== PARTS OF THE EXERCISE ==
1. Condense the paragraph of the section on the rank-reducing transformation that begins "Computing generalized Gaussian quadratures" into a short bulleted list, keeping its main facts.
2. Pick up the section on the rank-reducing transformation after its last sentence and continue it.
___ SELECTION ___
3.3 A rank-reducing transformation

In the brief description of the above algorithm, we assumed that the interval of integration for the quadrature was finite. In our case, the interval in (3.2) is infinite, but can be truncated given that it decays quickly due to the term \(e^{-t^\alpha }\). A common interval of integration for all \(\phi (\cdot ; x,\alpha )\) can be obtained based on the decay of \(e^{-t^\alpha }\) for the smallest \(\alpha \) under consideration. In fact, for a particular precision \(\epsilon \), we can set the upper limit of integration to be \(T_\alpha = (-\log \epsilon )^{1/\alpha }\). Using this limit, we can redefine each integrand \(\phi \) under a linear transformation:

$$\begin{aligned} f(x;\alpha ,\beta )\approx & {} \frac{1}{\pi } \int _0^{T_\alpha } \phi (t;\alpha ,\beta ) \, \text {d}t \nonumber \\= & {} \frac{T_\alpha }{\pi } \int _0^1 \phi (\tau T_\alpha ;\alpha ,\beta ) \,\text {d}\tau \nonumber \\= & {} \frac{T_\alpha }{\pi } \int _0^1 \cos (h(\tau T_\alpha ; \alpha , \beta )) \, e^{-(\tau T_\alpha )^\alpha } \, \text {d}\tau \nonumber \\= & {} \frac{T_\alpha }{\pi } \int _0^1 {{\tilde{\phi }}}(\tau ; \alpha , \beta ) \,\text {d}\tau . \end{aligned}$$
(3.8)

Computing generalized Gaussian quadratures for the functions \({{\tilde{\phi }}}\) turns out to be much more efficient due to the similarity of numerical support (i.e., those t such that \(|{{\tilde{\phi }}}(t)| > \epsilon \)). This change of variables can significantly reduce the rank obtained in the rank-revealing \(\varvec{\mathsf {QR}}\) step of the previous nonlinear optimization procedure. For example, the generalized Gaussian quadrature for functions in Region I in Fig. 3a consisted of 100 nodes/weights before the change of variables, and only 43 nodes/weights afterward. The resulting quadrature can be applied to the original function \(\phi \) via a straightforward linear transformation of the nodes and scaling of the weights.
___ RECORDED DATA ___
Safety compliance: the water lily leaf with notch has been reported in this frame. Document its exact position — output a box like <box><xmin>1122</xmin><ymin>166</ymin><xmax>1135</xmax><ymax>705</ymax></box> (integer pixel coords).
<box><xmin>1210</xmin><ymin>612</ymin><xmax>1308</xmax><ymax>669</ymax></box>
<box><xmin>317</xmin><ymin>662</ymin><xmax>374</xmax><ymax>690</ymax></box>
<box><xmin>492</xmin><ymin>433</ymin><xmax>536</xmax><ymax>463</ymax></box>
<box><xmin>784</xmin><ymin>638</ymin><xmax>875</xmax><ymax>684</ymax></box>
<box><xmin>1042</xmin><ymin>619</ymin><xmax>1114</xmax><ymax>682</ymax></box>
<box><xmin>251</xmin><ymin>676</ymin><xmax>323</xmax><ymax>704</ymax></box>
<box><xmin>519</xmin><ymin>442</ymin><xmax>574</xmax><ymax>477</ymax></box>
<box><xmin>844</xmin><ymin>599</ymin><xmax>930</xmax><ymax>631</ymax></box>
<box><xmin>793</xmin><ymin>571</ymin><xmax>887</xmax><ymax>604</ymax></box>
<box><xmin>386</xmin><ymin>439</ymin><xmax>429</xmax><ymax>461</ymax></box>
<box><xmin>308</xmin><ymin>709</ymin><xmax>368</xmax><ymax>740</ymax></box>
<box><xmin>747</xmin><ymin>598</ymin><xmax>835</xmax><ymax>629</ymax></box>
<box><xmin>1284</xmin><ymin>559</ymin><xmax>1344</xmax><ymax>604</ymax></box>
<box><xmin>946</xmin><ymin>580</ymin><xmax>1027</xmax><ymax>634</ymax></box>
___
== ANSWERS PROVIDED ==
1.
- Generalized Gaussian quadratures are much more efficient to compute for the transformed functions φ̃, because their numerical support (the t with |φ̃(t)| > ε) is similar.
- This change of variables can greatly reduce the rank found in the rank-revealing QR step of the earlier nonlinear optimization procedure.
- For functions in Region I of Fig. 3a, the quadrature had 100 nodes/weights before the change of variables and only 43 afterward.
- The resulting quadrature applies to the original φ through a linear transformation of the nodes and a scaling of the weights.

2.
To be fair, the stationary phase integral (2.13) too permits such a rank-reducing transformation. However, it turns out to be much less efficient because it relies on an a priori zero-finding procedure. Notably, (2.13) has changing numerical support for different choices of the input parameters x, \(\alpha \), and \(\beta \). This is true even after accounting for the parameter-dependent interval of integration by composing the integrand with a linear map from [0, 1] to \([-\theta _0, \pi /2]\). Experimentally, even though the integrand decays to zero at both \(-\theta _0\) and \(\pi /2\), the differing numerical support is primarily caused by the exponential behavior of the integrand on the side of the interval of integration where \(e^{-g(\theta )} \rightarrow 0\). Making use of this observation, for \(\alpha \le 1\) solving for \(\theta _\epsilon \) such that \(g(\theta _\epsilon ) e^{-g(\theta _\epsilon )} < \epsilon \) allows the integral in (2.13) to be approximated as:

$$\begin{aligned}&f(x; \alpha ,\beta )\nonumber \\&\quad = \frac{\alpha }{\pi |\alpha - 1| } \frac{1}{(x - \zeta )} \int _{\theta _\epsilon }^{\pi /2} g(\theta ;x,\alpha ,\beta ) \, e^{-g(\theta ;x,\alpha ,\beta ) } \, \text {d}\theta ,\nonumber \\ \end{aligned}$$
(3.9)

and for \(\alpha > 1\):

$$\begin{aligned}&f(x; \alpha ,\beta )\nonumber \\&\quad = \frac{\alpha }{\pi |\alpha - 1| } \frac{1}{(x - \zeta )} \int _{-\theta _0}^{\theta _\epsilon } g(\theta ;x,\alpha ,\beta ) \, e^{-g(\theta ;x,\alpha ,\beta ) } \, \text {d}\theta .\nonumber \\ \end{aligned}$$
(3.10)

A change of variable in these integrals can translate the interval of integration to [0, 1]. If the generalized Gaussian quadrature construction procedure is applied to these formulae, we also observe a reduction in the number of nodes and weights required. For example, in the symmetric case, solving for \(g(\theta _\epsilon ) = 40\) (which yields double-precision decay) the rank of the matrix \(\varvec{\mathsf {U}}\) in (3.7) decreased from 290 to 68 for \(x \in [10^{-5},30]\) and \(\alpha \in [.6,.8]\)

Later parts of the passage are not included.